[Start Page excerpt]

The commands defined in /etc/inittab are executed only once, by the init process, every time when the operating system boots. Usually these scripts are running as a succession of commands, and usually realise the following:

1. Determine whether the system takes part of a network, depending on the content of /etc/sysconfig/network

2. Mount /proc, the file system used in Linux to determine the state of the diverse processes.

3. Set the system time in fuction to the BIOS settings, as well as realises other settings (setting of time zone, etc), stabilized and configured during the installation of the system.

4. Enables virtual memory, activating and mounting the swap partition, specified in /etc/fstab (File System Table)

5. Sets the host name for the network and system wide authentication, like NIS (Network Information Service), NIS+ (an improved version of NIS), and so on.

6. Verifies the root fily system, and if no problems, mounts it.

7. Verifies the other file systems specified in /etc/fstab.

8. Identifies, if case of, special routines used by the operating system to recognize installed hardware to configure Plug’n'Play devices, and to activate other prime devices, like the sound card, for example.

9. Verifies the state of special disk devices, like RAID (Redundant Array of Inexpensive Disks)

10. Mounts all the specified file systems in /etc/fstab.

11. Executes other system-specific tasks.

The /etc/rc.d/init.d directory

The directory /etc/rc.d/init.d contains all the commands which start or stop services which are associated with all the execution levels.

[End Page excerpt]

Stated problem 1:
From the passage on Linux startup commands, reproduce word for word the part that opens with the words containing "2. Mount /proc, the" and closes with "of the system.".

[Start Records to process]

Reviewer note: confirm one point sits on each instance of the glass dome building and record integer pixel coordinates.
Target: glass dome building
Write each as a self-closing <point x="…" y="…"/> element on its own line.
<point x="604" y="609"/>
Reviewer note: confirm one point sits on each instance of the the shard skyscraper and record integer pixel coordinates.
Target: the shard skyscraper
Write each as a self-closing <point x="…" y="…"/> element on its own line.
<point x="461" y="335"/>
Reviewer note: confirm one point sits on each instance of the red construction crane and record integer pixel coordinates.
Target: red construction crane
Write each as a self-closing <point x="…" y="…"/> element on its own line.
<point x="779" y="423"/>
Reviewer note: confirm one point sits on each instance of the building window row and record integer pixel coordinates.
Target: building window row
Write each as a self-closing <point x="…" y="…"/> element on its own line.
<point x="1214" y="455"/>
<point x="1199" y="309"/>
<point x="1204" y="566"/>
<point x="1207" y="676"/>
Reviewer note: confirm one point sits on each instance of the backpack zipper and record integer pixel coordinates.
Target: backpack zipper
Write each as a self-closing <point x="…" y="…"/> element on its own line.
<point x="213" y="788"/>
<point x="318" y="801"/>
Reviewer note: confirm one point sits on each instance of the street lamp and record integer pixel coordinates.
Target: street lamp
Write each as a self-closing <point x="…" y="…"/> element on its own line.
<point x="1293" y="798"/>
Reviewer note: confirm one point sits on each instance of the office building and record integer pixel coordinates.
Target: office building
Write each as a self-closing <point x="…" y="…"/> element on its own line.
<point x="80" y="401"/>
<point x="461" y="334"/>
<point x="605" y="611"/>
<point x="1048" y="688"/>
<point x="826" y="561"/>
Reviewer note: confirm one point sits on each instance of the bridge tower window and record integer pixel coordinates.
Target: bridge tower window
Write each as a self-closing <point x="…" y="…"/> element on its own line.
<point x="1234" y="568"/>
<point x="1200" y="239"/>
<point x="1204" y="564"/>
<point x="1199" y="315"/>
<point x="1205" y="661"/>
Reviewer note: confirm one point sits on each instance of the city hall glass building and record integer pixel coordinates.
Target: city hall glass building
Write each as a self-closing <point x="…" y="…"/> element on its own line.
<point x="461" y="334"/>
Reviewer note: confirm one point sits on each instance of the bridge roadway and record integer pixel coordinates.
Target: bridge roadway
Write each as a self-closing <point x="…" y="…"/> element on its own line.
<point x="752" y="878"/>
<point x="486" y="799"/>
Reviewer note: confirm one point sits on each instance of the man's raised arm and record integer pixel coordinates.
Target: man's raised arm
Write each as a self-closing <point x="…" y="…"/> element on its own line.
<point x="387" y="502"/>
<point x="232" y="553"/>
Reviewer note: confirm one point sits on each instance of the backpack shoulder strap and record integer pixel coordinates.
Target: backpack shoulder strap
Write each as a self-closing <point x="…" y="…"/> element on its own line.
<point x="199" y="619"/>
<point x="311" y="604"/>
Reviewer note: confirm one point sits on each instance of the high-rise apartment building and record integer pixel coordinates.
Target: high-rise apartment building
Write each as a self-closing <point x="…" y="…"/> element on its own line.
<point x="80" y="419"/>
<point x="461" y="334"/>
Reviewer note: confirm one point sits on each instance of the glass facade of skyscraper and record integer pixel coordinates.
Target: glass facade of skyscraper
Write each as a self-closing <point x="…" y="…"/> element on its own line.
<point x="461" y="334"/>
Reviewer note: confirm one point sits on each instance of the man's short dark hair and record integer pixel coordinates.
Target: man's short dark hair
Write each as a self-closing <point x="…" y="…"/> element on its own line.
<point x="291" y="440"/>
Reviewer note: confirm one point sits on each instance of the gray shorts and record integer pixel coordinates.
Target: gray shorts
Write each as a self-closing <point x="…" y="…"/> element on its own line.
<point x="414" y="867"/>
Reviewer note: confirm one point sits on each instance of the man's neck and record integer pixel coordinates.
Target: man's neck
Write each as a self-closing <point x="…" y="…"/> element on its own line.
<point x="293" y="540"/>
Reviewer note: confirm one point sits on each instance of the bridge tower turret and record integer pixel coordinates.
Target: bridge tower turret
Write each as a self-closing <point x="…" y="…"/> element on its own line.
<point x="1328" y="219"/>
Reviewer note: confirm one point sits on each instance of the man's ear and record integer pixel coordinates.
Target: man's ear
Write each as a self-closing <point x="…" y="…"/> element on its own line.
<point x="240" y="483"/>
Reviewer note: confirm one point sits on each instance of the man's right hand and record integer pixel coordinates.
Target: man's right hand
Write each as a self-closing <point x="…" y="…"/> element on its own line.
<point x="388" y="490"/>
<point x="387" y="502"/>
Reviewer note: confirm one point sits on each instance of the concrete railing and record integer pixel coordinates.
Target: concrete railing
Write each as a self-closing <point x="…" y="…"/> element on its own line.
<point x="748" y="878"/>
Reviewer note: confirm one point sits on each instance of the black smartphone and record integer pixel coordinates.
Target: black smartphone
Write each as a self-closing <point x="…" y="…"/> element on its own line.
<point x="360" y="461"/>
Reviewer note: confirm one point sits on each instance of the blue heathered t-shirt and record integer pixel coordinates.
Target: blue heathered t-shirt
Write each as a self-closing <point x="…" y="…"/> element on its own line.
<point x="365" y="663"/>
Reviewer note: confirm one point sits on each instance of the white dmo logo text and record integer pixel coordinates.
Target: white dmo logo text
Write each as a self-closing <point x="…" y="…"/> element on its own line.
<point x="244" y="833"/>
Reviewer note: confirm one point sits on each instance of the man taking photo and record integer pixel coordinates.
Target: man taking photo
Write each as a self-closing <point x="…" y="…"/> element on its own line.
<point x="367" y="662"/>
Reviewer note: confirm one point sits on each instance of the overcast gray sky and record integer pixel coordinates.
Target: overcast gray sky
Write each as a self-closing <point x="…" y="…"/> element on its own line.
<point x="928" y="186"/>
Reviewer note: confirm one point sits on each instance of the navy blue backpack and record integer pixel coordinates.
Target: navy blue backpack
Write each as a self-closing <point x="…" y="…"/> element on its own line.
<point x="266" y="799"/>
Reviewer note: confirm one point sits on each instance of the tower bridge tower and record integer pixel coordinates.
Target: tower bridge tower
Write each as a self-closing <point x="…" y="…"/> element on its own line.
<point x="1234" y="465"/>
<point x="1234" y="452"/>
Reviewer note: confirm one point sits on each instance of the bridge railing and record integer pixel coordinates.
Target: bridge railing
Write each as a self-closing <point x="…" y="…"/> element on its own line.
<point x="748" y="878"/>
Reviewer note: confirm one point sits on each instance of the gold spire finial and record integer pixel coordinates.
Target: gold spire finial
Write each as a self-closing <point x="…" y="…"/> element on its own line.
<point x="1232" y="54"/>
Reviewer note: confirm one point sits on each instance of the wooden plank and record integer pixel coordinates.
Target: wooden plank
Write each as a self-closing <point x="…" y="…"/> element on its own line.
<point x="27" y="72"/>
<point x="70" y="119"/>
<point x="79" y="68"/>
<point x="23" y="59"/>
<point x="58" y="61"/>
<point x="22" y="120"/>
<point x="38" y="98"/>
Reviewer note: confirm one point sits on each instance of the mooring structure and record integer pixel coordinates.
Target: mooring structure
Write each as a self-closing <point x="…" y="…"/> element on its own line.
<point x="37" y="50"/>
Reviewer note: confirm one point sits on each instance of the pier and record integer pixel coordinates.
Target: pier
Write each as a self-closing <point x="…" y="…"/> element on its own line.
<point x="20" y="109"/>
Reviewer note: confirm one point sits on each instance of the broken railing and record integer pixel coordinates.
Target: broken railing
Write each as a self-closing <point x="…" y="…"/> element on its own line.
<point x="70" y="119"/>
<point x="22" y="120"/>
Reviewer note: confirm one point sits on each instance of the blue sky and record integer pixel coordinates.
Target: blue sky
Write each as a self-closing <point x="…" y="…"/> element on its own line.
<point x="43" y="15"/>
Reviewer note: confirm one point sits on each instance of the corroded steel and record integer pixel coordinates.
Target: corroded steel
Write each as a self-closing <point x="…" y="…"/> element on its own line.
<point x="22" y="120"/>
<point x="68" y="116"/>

[End Records to process]

Stated problem 2:
How many lines of the records contain the string "wooden", with case counting? Reply with the number alone.

Written solution 1:
2. Mount /proc, the file system used in Linux to determine the state of the diverse processes.

3. Set the system time in fuction to the BIOS settings, as well as realises other settings (setting of time zone, etc), stabilized and configured during the installation of the system.

Written solution 2:
2